**WHAT YOU NEED TO DO**
Lay out every line of the records below as a JSON list of strings, one string per line, skipping blank lines and leaving out the pictures.

**RECORDS SUPPLIED**

┏━━

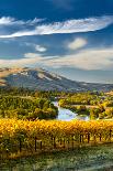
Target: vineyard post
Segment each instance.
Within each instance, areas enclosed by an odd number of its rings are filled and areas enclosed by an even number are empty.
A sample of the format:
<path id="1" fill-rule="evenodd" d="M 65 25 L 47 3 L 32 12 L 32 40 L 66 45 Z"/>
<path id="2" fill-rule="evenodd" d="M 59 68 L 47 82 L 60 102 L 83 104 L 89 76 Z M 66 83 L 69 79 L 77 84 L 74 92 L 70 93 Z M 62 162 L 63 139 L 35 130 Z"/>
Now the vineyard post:
<path id="1" fill-rule="evenodd" d="M 64 149 L 65 149 L 65 138 L 64 138 Z"/>
<path id="2" fill-rule="evenodd" d="M 100 142 L 101 142 L 101 140 L 102 140 L 102 133 L 100 133 Z"/>
<path id="3" fill-rule="evenodd" d="M 41 147 L 41 150 L 42 150 L 42 147 L 43 147 L 43 145 L 42 145 L 42 140 L 41 140 L 41 143 L 39 143 L 39 145 L 41 145 L 39 147 Z"/>
<path id="4" fill-rule="evenodd" d="M 54 137 L 54 149 L 56 148 L 56 138 Z"/>
<path id="5" fill-rule="evenodd" d="M 21 138 L 19 139 L 19 142 L 20 142 L 20 152 L 22 151 L 22 140 Z"/>
<path id="6" fill-rule="evenodd" d="M 37 147 L 36 147 L 36 137 L 35 137 L 35 152 L 36 152 L 36 148 L 37 148 Z"/>
<path id="7" fill-rule="evenodd" d="M 110 129 L 110 141 L 111 141 L 111 138 L 112 138 L 112 130 Z"/>
<path id="8" fill-rule="evenodd" d="M 71 139 L 71 141 L 72 141 L 72 142 L 71 142 L 71 145 L 72 145 L 72 150 L 74 150 L 74 136 L 72 136 L 72 139 Z"/>
<path id="9" fill-rule="evenodd" d="M 88 132 L 88 143 L 90 142 L 90 132 Z"/>

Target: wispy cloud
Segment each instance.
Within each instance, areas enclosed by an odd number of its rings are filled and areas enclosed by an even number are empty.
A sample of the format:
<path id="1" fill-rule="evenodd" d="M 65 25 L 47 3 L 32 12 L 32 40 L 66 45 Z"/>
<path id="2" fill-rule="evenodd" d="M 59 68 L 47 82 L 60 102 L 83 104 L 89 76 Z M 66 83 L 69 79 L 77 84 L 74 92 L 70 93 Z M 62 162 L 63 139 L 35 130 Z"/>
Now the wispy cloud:
<path id="1" fill-rule="evenodd" d="M 55 4 L 55 7 L 65 9 L 65 10 L 72 10 L 75 0 L 47 0 L 48 2 L 52 2 Z"/>
<path id="2" fill-rule="evenodd" d="M 81 47 L 86 46 L 87 43 L 88 43 L 87 40 L 81 39 L 81 38 L 77 38 L 72 42 L 69 42 L 67 44 L 67 46 L 70 50 L 78 50 L 78 49 L 81 49 Z"/>
<path id="3" fill-rule="evenodd" d="M 0 25 L 33 25 L 36 24 L 38 22 L 42 22 L 45 19 L 33 19 L 33 20 L 16 20 L 15 18 L 11 18 L 11 17 L 2 17 L 0 18 Z"/>
<path id="4" fill-rule="evenodd" d="M 26 53 L 19 60 L 0 60 L 0 67 L 4 66 L 32 66 L 33 64 L 45 67 L 60 68 L 75 67 L 86 71 L 111 70 L 113 71 L 113 49 L 87 49 L 78 53 L 61 56 L 43 56 L 38 53 Z"/>
<path id="5" fill-rule="evenodd" d="M 35 19 L 36 20 L 36 19 Z M 26 23 L 32 24 L 34 21 L 26 21 Z M 8 20 L 9 21 L 9 20 Z M 7 23 L 8 23 L 7 21 Z M 11 23 L 21 21 L 11 21 Z M 113 24 L 113 15 L 110 17 L 99 17 L 79 20 L 68 20 L 65 22 L 55 22 L 38 24 L 35 29 L 31 30 L 26 28 L 25 30 L 20 30 L 11 34 L 0 34 L 1 39 L 27 36 L 27 35 L 46 35 L 46 34 L 59 34 L 59 33 L 78 33 L 78 32 L 90 32 L 102 30 L 109 25 Z"/>
<path id="6" fill-rule="evenodd" d="M 38 44 L 35 45 L 35 50 L 36 50 L 37 52 L 45 52 L 45 51 L 47 51 L 46 47 L 44 47 L 44 46 L 42 46 L 42 45 L 38 45 Z"/>
<path id="7" fill-rule="evenodd" d="M 78 53 L 57 56 L 46 62 L 52 67 L 76 67 L 80 70 L 113 70 L 113 49 L 87 49 Z"/>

┗━━

**EXERCISE RESULT**
[
  "Target: vineyard post",
  "Segment each instance.",
  "Within each instance, areas enclosed by an odd number of its rings are filled and areas enclosed by an even number are empty.",
  "A sample of the format:",
  "<path id=\"1\" fill-rule=\"evenodd\" d=\"M 65 25 L 47 3 L 32 12 L 32 40 L 66 45 Z\"/>",
  "<path id=\"2\" fill-rule=\"evenodd\" d=\"M 59 68 L 47 82 L 60 102 L 83 104 L 89 76 Z M 66 83 L 69 79 L 77 84 L 74 92 L 70 93 Z M 62 162 L 63 139 L 35 130 Z\"/>",
  "Now the vineyard post:",
  "<path id=\"1\" fill-rule=\"evenodd\" d=\"M 64 149 L 65 149 L 65 138 L 64 138 Z\"/>",
  "<path id=\"2\" fill-rule=\"evenodd\" d=\"M 100 142 L 101 142 L 101 140 L 102 140 L 102 133 L 100 133 Z\"/>",
  "<path id=\"3\" fill-rule=\"evenodd\" d=\"M 41 147 L 41 150 L 42 150 L 42 147 L 43 147 L 43 145 L 42 145 L 42 140 L 41 140 L 41 143 L 39 143 L 39 145 L 41 145 L 39 147 Z\"/>",
  "<path id=\"4\" fill-rule=\"evenodd\" d=\"M 54 137 L 54 149 L 56 148 L 56 138 Z\"/>",
  "<path id=\"5\" fill-rule=\"evenodd\" d=\"M 21 138 L 19 139 L 19 142 L 20 142 L 20 152 L 22 151 L 22 140 Z\"/>",
  "<path id=\"6\" fill-rule=\"evenodd\" d=\"M 37 147 L 36 147 L 36 137 L 35 137 L 35 152 L 36 152 L 36 148 L 37 148 Z\"/>",
  "<path id=\"7\" fill-rule=\"evenodd\" d=\"M 110 129 L 110 141 L 111 141 L 111 138 L 112 138 L 112 130 Z\"/>",
  "<path id=\"8\" fill-rule=\"evenodd\" d=\"M 71 139 L 71 141 L 72 141 L 72 142 L 71 142 L 71 145 L 72 145 L 72 150 L 74 150 L 74 136 L 72 136 L 72 139 Z\"/>",
  "<path id=\"9\" fill-rule=\"evenodd\" d=\"M 88 132 L 88 143 L 90 142 L 90 132 Z\"/>",
  "Target: wispy cloud",
  "Segment each instance.",
  "Within each instance, areas enclosed by an odd number of its rings are filled and areas enclosed by an even number are empty.",
  "A sample of the format:",
  "<path id=\"1\" fill-rule=\"evenodd\" d=\"M 65 25 L 47 3 L 32 12 L 32 40 L 66 45 Z\"/>",
  "<path id=\"2\" fill-rule=\"evenodd\" d=\"M 59 68 L 47 82 L 60 102 L 83 104 L 89 76 Z M 66 83 L 69 79 L 77 84 L 74 92 L 70 93 Z M 62 162 L 63 139 L 35 130 Z\"/>",
  "Now the wispy cloud:",
  "<path id=\"1\" fill-rule=\"evenodd\" d=\"M 55 4 L 55 7 L 65 9 L 65 10 L 72 10 L 75 0 L 47 0 L 48 2 L 52 2 Z\"/>",
  "<path id=\"2\" fill-rule=\"evenodd\" d=\"M 81 47 L 86 46 L 87 43 L 88 43 L 87 40 L 81 39 L 81 38 L 77 38 L 72 42 L 69 42 L 67 44 L 67 46 L 70 50 L 78 50 L 78 49 L 81 49 Z\"/>",
  "<path id=\"3\" fill-rule=\"evenodd\" d=\"M 0 25 L 33 25 L 36 24 L 38 22 L 42 22 L 45 19 L 33 19 L 33 20 L 16 20 L 15 18 L 11 18 L 11 17 L 2 17 L 0 18 Z\"/>",
  "<path id=\"4\" fill-rule=\"evenodd\" d=\"M 26 53 L 19 60 L 0 60 L 0 67 L 4 66 L 32 66 L 33 64 L 45 67 L 60 68 L 75 67 L 86 71 L 111 70 L 113 71 L 113 49 L 87 49 L 78 53 L 61 56 L 43 56 L 38 53 Z\"/>",
  "<path id=\"5\" fill-rule=\"evenodd\" d=\"M 35 19 L 36 20 L 36 19 Z M 26 23 L 32 24 L 34 21 L 26 21 Z M 8 20 L 9 21 L 9 20 Z M 7 23 L 8 23 L 7 21 Z M 11 23 L 21 21 L 11 21 Z M 113 24 L 113 15 L 110 17 L 99 17 L 79 20 L 68 20 L 65 22 L 55 22 L 38 24 L 35 29 L 31 30 L 26 28 L 25 30 L 20 30 L 11 34 L 0 34 L 1 39 L 27 36 L 27 35 L 46 35 L 46 34 L 59 34 L 59 33 L 78 33 L 78 32 L 90 32 L 102 30 L 109 25 Z\"/>",
  "<path id=\"6\" fill-rule=\"evenodd\" d=\"M 38 44 L 35 45 L 35 50 L 36 50 L 37 52 L 45 52 L 45 51 L 47 51 L 46 47 L 44 47 L 44 46 L 42 46 L 42 45 L 38 45 Z\"/>",
  "<path id=\"7\" fill-rule=\"evenodd\" d=\"M 78 53 L 57 56 L 46 62 L 52 67 L 76 67 L 80 70 L 113 70 L 113 49 L 87 49 Z\"/>"
]